Texto fornecido

^^^^

As cianobactérias, antes classificadas como algas azul-verdes, figuram entre os mais antigos seres da Terra, com cerca de 3,5 bilhões de anos. São vegetais aquáticos unicelulares, vivendo dispersas ou em aglomerados, isoladas ou em filamentos formados pela reunião das células ponta a ponta, como colares. O material genético fica solto no citoplasma, não formando núcleo envolto por membrana. Espécies que formam cadeia geralmente são fixadoras do nitrogênio do ar, constituindo excelentes adubos.
Quando no mar, sobem e descem alternadamente, podendo as que ficam na superfície ser levadas pelo vento ou por outros fatores até as praias. Em certas condições, proliferam muito e chegam a formar maciços em lagoas, tanques e reservatórios. São ainda fotossintéticas -os primeiros seres vivos com essa faculdade-, o que significa que têm o poder de decompor gás carbônico e liberar oxigênio, captando a energia solar e transformando-a em química.
Em 1878, George Francis, de Adelaide, Austrália, demonstrou que as cianobactérias produzem toxinas que, quando ingeridas em grande quantidade, provocam doenças e até a morte em animais. A partir de então se descreveram muitas outras espécies tóxicas e ganhou grandes atrativos o estudo dessas toxinas. Sobre elas Wayne Carmichael escreveu artigo em "Scientific American" (270, 1, 64).
Com o enriquecimento crescente dos esgotos em matérias nitrogenadas e fosforadas, cresce a probabilidade de proliferação das cianobactérias nos reservatórios municipais, com a possibilidade de contaminação do homem. Até hoje não se registrou um só caso de acidente desse tipo. Não obstante, a ação de algumas toxinas tem sido sugerida como causa de algumas doenças, inclusive o câncer.
As toxinas até hoje estudadas são de dois grupos -neurotoxinas e hepatotoxinas. Quatro neurotoxinas foram estudadas minuciosamente: anatoxina-a, anatoxina-a(s), saxitoxina e neosaxitoxina. A mais pesquisada é a primeira, que imita a ação da acetilcolina, neurotransmissor importante na fisiologia nervosa. Ela transmite aos neurônios ou a fibras musculares estímulos de contração, que são interrompidos pela enzima acetilcolinesterase. Sem a interferência dessa enzima, a contração seria contínua e poderia provocar paralisia e morte.
A anatoxina-a difere da acetilcolina por não ser degradável pela esterase. Por isso causa convulsões, paralisias e morte. Não se conhece ainda antídoto para ela. Por outro lado, a resistência à colinesterase faz da anatoxina-a excelente instrumento de laboratório em neurofisiologia para provocar ação prolongada da acetilcolina. Acredita um cientista que algum derivado da anatoxina-a possa vir a servir para tratar o mal de Alzheimer, em que há deficiência da acetilcolina.
A anatoxina-a(s) tem ação semelhante à dos compostos sintéticos organofosforados, usados como inseticidas, agindo como inibidor da acetilcolinesterase.
As hepatotoxinas têm complexo meio de agir, encolhendo as células do fígado e lesando os capilares, que enchem de sangue os espaços vazios. O mecanismo pelo qual a toxina prejudica as células do fígado depende muito de sua ação sobre a formação do esqueleto celular. Por poder inibir certos sistemas enzimáticos, há a possibilidade de que, ingerida em doses não-letais porém repetidamente, ela possa contribuir para a promoção do câncer, o que parece confirmado por experiências feitas com cianobactérias.
Grande alarde publicitário se tem feito em todo o mundo em torno de produtos dietéticos produzidos a partir de cianobactérias, algumas de cujas espécies são muito ricas de boa proteína. Carmichael adverte, porém, quanto à falta de regulamentação do uso desses produtos e a possibilidade de confusão dos inócuos com os venenosos, que eventualmente venham a ser fabricados.

^^^^

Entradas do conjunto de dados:
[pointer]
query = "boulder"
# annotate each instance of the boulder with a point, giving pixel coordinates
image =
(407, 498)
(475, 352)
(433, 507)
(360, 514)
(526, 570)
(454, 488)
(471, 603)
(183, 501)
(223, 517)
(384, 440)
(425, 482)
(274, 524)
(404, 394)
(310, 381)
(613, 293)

^^^^

Instruções da tarefa
Cite todas as neurotoxinas que, conforme o texto sobre cianobactérias, foram estudadas minuciosamente.

Resposta da tarefa
Anatoxina-a, anatoxina-a(s), saxitoxina e neosaxitoxina.